| Given entries |
--- Begin ---

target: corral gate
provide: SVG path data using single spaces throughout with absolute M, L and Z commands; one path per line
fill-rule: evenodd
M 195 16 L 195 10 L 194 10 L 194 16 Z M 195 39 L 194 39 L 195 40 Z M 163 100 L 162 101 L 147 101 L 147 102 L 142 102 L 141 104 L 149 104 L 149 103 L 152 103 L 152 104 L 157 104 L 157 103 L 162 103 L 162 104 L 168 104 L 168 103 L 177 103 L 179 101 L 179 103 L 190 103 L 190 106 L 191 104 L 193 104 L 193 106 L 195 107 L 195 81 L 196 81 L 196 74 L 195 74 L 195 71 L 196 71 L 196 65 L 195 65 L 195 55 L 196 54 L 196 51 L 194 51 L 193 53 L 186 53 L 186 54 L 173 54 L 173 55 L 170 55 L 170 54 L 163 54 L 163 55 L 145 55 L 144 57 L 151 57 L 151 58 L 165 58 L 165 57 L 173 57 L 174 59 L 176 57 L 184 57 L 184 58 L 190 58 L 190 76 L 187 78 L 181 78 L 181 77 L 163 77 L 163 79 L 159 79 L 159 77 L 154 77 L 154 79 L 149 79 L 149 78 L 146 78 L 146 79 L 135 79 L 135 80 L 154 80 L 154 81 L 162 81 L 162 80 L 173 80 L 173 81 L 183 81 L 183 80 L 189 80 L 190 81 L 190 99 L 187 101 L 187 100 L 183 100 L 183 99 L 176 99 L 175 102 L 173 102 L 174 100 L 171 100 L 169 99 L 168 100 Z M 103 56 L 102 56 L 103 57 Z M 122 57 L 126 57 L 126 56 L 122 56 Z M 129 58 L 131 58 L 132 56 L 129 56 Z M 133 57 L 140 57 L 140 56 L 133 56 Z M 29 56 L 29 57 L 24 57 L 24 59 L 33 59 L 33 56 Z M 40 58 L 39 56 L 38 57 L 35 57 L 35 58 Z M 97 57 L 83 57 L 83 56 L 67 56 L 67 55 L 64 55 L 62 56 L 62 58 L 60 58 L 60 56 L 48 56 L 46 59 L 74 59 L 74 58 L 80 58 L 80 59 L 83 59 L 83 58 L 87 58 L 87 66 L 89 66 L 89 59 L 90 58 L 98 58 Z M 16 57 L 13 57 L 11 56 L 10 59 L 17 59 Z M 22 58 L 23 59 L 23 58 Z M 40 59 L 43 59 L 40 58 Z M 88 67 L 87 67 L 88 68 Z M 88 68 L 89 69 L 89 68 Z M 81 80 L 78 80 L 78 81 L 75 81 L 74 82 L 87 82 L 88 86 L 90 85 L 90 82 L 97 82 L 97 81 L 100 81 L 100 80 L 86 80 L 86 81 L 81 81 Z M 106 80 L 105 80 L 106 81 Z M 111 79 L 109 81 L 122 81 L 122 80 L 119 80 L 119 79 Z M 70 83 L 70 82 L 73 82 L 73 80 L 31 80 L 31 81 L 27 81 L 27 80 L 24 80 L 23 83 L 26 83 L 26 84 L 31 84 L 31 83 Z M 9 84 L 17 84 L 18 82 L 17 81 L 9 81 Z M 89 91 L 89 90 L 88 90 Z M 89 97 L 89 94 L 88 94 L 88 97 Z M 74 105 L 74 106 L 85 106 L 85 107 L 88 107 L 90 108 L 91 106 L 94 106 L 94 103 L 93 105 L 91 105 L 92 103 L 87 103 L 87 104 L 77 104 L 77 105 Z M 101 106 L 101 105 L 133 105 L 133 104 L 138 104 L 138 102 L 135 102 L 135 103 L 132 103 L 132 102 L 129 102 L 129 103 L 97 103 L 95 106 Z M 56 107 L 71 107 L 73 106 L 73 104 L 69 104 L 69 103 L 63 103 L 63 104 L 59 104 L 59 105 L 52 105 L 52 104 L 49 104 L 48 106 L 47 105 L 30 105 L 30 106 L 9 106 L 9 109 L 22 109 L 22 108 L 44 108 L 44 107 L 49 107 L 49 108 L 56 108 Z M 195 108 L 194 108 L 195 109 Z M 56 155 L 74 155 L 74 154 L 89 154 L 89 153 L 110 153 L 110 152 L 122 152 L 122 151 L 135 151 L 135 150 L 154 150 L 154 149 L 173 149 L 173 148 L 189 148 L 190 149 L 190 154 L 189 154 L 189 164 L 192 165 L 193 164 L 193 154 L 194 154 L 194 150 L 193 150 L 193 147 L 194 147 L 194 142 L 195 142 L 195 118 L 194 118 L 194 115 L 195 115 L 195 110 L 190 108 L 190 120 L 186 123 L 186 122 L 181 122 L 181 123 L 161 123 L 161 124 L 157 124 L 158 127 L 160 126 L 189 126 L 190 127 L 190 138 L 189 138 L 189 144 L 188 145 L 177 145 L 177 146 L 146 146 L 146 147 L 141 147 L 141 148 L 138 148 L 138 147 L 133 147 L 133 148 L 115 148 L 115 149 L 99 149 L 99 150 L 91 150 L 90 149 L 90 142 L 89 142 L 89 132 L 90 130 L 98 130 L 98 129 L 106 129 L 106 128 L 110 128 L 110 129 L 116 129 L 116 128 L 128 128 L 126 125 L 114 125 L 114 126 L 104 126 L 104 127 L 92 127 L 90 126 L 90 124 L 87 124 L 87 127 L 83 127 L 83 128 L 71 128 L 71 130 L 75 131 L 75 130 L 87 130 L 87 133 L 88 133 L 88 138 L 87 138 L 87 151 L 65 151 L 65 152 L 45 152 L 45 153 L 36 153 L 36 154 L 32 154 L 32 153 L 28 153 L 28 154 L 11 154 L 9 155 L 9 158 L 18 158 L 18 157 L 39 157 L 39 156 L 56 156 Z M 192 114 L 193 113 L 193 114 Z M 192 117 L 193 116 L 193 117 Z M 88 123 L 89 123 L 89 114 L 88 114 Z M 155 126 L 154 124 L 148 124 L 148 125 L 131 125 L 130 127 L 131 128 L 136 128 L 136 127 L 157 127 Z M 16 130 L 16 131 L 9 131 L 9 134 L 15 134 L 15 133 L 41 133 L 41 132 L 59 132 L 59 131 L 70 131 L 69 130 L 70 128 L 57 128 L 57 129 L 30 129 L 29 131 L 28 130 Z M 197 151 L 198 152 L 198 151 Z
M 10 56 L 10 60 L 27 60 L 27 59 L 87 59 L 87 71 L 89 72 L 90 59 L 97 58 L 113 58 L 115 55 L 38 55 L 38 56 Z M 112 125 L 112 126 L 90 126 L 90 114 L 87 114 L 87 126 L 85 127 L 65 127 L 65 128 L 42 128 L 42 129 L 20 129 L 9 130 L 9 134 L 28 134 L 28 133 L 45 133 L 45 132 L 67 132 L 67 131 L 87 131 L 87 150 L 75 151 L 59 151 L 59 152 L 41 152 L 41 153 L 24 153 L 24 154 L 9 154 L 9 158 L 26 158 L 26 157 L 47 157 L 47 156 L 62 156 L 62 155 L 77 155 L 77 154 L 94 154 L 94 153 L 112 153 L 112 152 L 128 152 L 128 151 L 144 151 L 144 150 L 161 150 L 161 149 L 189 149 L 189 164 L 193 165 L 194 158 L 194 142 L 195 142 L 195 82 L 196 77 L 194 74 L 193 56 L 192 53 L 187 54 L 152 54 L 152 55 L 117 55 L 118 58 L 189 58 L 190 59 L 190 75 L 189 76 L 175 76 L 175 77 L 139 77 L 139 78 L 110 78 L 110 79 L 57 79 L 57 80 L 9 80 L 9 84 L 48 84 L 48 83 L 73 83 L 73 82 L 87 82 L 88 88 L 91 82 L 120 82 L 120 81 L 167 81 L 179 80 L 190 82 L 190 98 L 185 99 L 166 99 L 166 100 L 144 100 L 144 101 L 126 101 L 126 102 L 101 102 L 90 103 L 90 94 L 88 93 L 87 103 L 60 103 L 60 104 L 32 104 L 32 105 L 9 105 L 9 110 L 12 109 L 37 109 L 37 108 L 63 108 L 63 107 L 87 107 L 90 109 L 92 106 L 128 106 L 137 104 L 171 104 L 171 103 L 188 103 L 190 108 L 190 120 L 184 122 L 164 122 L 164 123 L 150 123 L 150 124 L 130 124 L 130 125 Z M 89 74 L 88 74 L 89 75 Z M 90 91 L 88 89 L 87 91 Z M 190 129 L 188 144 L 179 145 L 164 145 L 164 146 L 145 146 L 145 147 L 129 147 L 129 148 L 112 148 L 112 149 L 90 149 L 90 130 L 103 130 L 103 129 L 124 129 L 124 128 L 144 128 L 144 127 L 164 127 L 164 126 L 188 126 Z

--- End ---

| Your goal |
Repeat everything in the data from the start down to the line containing "fill-rule: evenodd", including both ends.

| Task result |
target: corral gate
provide: SVG path data using single spaces throughout with absolute M, L and Z commands; one path per line
fill-rule: evenodd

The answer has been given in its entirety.